- Promotional poster
- Genre: Biographical drama
- Written by: Peter Morgan
- Directed by: Richard Loncraine
- Starring: Michael Sheen; Dennis Quaid; Hope Davis; Helen McCrory;
- Music by: Alexandre Desplat
- Countries of origin: United States; United Kingdom;
- Original language: English

Production
- Executive producers: Kathleen Kennedy; Frank Marshall; Andrew Harries; Christine Langan; Peter Morgan;
- Producers: Frank Doelger; Tracey Scoffield; Ann Wingate;
- Cinematography: Barry Ackroyd
- Editor: Melanie Oliver
- Running time: 93 minutes
- Production companies: HBO Films; BBC Film; Rainmark Films; The Kennedy/Marshall Company;

Original release
- Network: HBO
- Release: 29 May 2010
- Network: BBC Two
- Release: 18 September 2010

= The Special Relationship (film) =

2010 film by Richard Loncraine

The Special Relationship is a 2010 biographical drama television film directed by Richard Loncraine and written by Peter Morgan. It is the third film in Morgan's informal "Blair trilogy", which dramatizes the political career of British prime minister Tony Blair (1997–2007), following The Deal (2003) and The Queen (2006), both directed by Stephen Frears.

The first drafts of The Special Relationship dealt with Blair's special relationships with U.S. presidents Bill Clinton and George W. Bush. However, Morgan excluded the Bush scenes from subsequent drafts (thus ending the narrative on 20 January 2001) because he found the Blair/Clinton dynamic more interesting. Morgan intended to make his directorial debut with the film but backed out a month before filming began and was replaced by Loncraine. The film was produced by Rainmark Films and backed by HBO Films and BBC Films.

The film stars Michael Sheen reprising his role as Blair, Dennis Quaid as Clinton, Hope Davis as Hillary Clinton, and Helen McCrory as Cherie Blair. Principal photography on locations in and around London, England ran from 20 July – 4 September 2009. The film was broadcast on HBO in the United States and Canada on 29 May 2010, and on BBC Two and BBC HD in the United Kingdom on 18 September 2010.

== Premise ==
The film is set between the years of 1997 and 2001 and depicts the UK–US Special Relationship between Prime Minister Tony Blair and President Bill Clinton. Executive producer Christine Langan said of the plot, "The film's time frame goes from 1994, when New Labour was taking lessons from Clinton's people, to 1998 and the end of the Kosovo War. It focuses on the international activities of Blair as prime minister and what he learns from his American ally. They're brothers in arms, but Clinton is weakened by the Lewinsky scandal in the middle of it all, while Blair strengthens his position, moving from being something of an acolyte to equal to moral superior, post-Kosovo."

◆ **Dataset extract**:
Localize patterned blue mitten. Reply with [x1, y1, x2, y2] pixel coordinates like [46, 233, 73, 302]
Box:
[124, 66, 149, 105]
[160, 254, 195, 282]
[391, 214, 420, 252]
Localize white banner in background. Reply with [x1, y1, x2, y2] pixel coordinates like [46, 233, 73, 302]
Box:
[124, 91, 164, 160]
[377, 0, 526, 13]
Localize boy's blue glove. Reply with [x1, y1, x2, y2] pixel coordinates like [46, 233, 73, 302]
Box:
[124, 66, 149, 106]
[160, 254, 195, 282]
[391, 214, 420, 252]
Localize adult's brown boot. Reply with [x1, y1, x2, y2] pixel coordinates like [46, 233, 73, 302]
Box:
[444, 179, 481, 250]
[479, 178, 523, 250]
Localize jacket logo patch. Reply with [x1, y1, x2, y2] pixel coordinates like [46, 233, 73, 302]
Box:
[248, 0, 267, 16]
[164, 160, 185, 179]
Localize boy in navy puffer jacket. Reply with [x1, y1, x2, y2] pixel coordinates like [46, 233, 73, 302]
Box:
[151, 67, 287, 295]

◆ **Problems to work on**:
**a.** Quote the article on The Special Relationship word for word, from "2010 film by" up to and including "by Stephen Frears.".
**b.** In two sentences, summarize the article on The Special Relationship.

◆ **Answers given**:
**a.**
2010 film by Richard Loncraine

The Special Relationship is a 2010 biographical drama television film directed by Richard Loncraine and written by Peter Morgan. It is the third film in Morgan's informal "Blair trilogy", which dramatizes the political career of British prime minister Tony Blair (1997–2007), following The Deal (2003) and The Queen (2006), both directed by Stephen Frears.

**b.** The Special Relationship is a 2010 biographical drama television film directed by Richard Loncraine and written by Peter Morgan, and it is the third film in Morgan's informal trilogy about Tony Blair's political career. It stars Michael Sheen as Blair and Dennis Quaid as Bill Clinton, depicts the special relationship between the two leaders, and was broadcast on HBO on 29 May 2010 and on BBC Two on 18 September 2010.